*** Data ***

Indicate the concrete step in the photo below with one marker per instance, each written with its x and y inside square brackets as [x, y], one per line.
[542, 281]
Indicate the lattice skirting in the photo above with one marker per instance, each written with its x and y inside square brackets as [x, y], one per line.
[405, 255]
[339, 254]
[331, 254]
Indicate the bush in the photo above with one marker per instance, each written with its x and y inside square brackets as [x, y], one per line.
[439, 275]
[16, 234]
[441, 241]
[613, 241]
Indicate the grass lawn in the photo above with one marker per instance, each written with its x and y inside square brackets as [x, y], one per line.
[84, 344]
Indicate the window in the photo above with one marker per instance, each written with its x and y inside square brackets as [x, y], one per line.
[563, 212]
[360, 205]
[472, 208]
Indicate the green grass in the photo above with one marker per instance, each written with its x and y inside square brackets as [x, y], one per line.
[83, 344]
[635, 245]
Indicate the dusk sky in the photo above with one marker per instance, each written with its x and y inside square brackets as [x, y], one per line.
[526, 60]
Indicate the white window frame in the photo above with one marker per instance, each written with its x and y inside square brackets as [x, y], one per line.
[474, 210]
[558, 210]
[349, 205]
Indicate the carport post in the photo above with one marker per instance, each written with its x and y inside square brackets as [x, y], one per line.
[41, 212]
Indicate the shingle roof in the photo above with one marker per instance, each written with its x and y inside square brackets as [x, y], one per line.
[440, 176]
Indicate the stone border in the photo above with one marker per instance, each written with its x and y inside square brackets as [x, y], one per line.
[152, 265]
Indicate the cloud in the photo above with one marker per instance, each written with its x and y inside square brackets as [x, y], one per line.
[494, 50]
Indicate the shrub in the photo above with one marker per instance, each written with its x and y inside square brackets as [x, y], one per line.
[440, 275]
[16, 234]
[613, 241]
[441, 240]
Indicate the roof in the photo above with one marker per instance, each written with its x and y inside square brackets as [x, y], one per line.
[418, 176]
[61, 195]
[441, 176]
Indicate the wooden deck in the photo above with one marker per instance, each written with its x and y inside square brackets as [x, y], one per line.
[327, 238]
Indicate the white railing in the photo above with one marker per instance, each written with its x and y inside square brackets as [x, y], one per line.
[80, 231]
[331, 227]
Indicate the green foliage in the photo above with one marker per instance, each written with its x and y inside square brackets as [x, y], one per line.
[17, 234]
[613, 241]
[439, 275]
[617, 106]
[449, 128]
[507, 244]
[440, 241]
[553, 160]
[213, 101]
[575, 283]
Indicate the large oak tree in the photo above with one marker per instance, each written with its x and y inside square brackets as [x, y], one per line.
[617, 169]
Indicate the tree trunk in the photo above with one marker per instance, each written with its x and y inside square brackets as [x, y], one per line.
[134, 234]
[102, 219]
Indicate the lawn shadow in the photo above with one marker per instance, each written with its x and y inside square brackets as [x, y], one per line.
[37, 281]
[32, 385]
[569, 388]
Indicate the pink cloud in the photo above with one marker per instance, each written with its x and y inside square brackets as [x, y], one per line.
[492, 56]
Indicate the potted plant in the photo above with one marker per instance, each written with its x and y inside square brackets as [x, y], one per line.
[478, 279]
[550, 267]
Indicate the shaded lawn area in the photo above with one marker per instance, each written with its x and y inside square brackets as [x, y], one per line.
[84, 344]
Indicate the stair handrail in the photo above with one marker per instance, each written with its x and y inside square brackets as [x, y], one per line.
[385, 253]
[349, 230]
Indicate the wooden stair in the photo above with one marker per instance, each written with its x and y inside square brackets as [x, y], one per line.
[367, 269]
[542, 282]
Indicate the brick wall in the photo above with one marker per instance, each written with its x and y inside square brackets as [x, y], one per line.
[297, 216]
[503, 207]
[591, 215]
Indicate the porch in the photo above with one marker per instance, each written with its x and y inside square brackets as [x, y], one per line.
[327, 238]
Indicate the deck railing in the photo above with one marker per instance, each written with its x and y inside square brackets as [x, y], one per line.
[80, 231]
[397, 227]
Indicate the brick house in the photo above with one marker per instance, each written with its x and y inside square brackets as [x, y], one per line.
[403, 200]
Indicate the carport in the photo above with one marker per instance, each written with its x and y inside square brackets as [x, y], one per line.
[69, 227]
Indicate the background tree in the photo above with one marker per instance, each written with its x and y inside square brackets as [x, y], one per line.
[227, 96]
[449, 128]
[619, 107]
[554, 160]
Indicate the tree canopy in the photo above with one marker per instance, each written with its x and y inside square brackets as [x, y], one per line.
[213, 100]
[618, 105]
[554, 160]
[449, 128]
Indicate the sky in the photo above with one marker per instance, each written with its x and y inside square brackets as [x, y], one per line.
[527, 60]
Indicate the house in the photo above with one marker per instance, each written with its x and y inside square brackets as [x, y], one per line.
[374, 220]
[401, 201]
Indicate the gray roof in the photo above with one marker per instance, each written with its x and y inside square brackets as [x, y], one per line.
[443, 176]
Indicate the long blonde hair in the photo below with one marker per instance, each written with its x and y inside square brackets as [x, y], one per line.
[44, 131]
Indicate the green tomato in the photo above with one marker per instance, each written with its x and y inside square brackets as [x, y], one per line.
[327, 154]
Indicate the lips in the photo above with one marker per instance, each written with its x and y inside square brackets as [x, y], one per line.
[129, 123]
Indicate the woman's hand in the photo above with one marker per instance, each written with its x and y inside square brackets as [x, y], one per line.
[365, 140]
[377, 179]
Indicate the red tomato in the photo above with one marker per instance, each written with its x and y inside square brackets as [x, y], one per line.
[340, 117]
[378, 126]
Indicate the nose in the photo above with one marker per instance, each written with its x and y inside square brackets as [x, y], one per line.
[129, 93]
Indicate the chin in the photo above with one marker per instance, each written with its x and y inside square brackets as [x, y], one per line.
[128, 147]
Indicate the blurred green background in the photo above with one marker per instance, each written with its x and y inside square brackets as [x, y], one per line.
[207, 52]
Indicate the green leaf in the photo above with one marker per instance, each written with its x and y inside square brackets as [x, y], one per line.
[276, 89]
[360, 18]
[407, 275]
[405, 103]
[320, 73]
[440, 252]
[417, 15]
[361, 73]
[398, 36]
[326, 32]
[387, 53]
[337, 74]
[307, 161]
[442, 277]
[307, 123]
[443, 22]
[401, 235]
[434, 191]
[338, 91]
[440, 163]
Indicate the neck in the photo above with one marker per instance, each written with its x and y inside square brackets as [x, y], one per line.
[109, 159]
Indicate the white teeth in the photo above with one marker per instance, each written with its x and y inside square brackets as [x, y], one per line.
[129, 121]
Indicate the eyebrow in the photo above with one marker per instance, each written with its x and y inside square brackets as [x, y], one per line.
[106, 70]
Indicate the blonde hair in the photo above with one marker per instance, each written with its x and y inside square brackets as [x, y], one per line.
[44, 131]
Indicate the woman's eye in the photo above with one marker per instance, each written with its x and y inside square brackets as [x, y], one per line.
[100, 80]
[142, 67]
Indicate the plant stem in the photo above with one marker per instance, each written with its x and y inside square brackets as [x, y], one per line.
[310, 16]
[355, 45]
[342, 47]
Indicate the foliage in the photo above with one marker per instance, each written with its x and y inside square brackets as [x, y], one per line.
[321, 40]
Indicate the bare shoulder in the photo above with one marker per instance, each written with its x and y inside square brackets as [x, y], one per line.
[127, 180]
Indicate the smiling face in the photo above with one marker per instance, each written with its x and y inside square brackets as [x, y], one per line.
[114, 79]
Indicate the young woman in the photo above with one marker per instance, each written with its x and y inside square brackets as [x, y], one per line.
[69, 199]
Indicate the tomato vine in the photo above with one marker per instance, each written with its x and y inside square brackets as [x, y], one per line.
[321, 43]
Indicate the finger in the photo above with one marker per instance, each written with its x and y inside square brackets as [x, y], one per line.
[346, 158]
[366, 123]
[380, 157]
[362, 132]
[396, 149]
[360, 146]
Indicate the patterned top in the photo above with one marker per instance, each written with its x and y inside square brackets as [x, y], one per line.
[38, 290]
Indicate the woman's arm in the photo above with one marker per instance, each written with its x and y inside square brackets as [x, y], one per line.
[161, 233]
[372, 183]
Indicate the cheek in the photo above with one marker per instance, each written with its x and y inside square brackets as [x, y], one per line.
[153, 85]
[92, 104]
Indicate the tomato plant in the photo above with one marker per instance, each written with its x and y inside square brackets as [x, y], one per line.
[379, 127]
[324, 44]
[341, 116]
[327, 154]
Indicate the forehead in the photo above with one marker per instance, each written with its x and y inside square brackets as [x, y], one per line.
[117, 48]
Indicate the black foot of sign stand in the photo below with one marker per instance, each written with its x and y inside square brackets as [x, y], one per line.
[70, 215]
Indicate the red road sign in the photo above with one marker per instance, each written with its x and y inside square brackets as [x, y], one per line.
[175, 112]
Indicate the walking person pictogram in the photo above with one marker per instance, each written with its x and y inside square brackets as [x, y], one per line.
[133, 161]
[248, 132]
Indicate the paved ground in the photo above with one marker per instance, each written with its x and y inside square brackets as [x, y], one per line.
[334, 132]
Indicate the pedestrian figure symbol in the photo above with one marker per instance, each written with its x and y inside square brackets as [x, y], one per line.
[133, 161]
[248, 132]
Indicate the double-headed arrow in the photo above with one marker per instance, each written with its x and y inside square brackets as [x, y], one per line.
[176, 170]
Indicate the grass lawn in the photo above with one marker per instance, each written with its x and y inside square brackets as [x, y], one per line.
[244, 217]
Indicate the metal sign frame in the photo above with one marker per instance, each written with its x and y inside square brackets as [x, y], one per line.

***

▶ What you have to do:
Only the lines from the one with "Indicate the paved" through the end of the data belong in the answer, each reproduced exactly.

▶ Answer area:
Indicate the paved ground in the photo above with one marker per instance, each written with its x and y inside square brackets as [x, y], one per line.
[334, 132]
Indicate the pedestrian figure symbol in the photo above with one marker per instance, each written with its x and y inside square brackets as [x, y], one per line.
[133, 161]
[248, 132]
Indicate the double-headed arrow in the photo above with one marker per instance, each written with its x and y inside square brackets as [x, y], one per line.
[176, 170]
Indicate the grass lawn in the photo above with one marker per instance, each written with its x and y inside square brackets as [x, y], one per line.
[244, 217]
Indicate the metal sign frame in the photo above with one marker per instance, each written with its x and y inside square brackets as [x, y], one per line.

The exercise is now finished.